#### [Exercise description]
In the listing below, repeat exactly every line from the first through the line containing "If you could point to the lip", with nothing else.
§ §
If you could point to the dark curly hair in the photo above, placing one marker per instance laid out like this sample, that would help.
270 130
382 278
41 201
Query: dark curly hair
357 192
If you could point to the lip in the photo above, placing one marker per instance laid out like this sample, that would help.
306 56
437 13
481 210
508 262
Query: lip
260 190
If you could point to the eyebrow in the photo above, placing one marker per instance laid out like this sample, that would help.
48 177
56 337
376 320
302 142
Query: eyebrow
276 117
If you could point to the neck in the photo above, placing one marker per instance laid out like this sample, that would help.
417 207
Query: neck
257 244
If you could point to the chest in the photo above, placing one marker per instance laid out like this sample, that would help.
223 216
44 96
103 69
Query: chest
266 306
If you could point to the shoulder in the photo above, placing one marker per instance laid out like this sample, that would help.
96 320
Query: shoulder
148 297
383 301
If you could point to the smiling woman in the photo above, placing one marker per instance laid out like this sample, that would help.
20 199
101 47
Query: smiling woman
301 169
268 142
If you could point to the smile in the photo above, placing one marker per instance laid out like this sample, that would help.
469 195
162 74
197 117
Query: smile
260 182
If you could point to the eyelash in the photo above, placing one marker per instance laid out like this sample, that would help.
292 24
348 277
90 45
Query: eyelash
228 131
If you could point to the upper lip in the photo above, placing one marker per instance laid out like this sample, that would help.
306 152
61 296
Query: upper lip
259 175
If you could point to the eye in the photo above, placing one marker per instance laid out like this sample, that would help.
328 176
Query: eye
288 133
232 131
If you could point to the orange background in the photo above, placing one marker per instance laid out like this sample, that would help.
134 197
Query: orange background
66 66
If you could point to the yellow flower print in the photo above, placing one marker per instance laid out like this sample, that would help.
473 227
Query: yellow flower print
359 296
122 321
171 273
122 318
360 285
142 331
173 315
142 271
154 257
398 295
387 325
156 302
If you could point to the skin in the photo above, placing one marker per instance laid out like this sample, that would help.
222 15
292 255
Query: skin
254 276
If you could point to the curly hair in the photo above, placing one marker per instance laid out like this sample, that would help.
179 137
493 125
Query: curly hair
§ §
#### [Exercise answer]
If you could point to the dark curly hair in the photo above, placing one marker per instance laid out like this sample, that would help.
270 130
382 278
41 201
Query: dark curly hair
357 192
If you could point to the lip in the photo above, placing one marker per instance laid out like this sample, that would help.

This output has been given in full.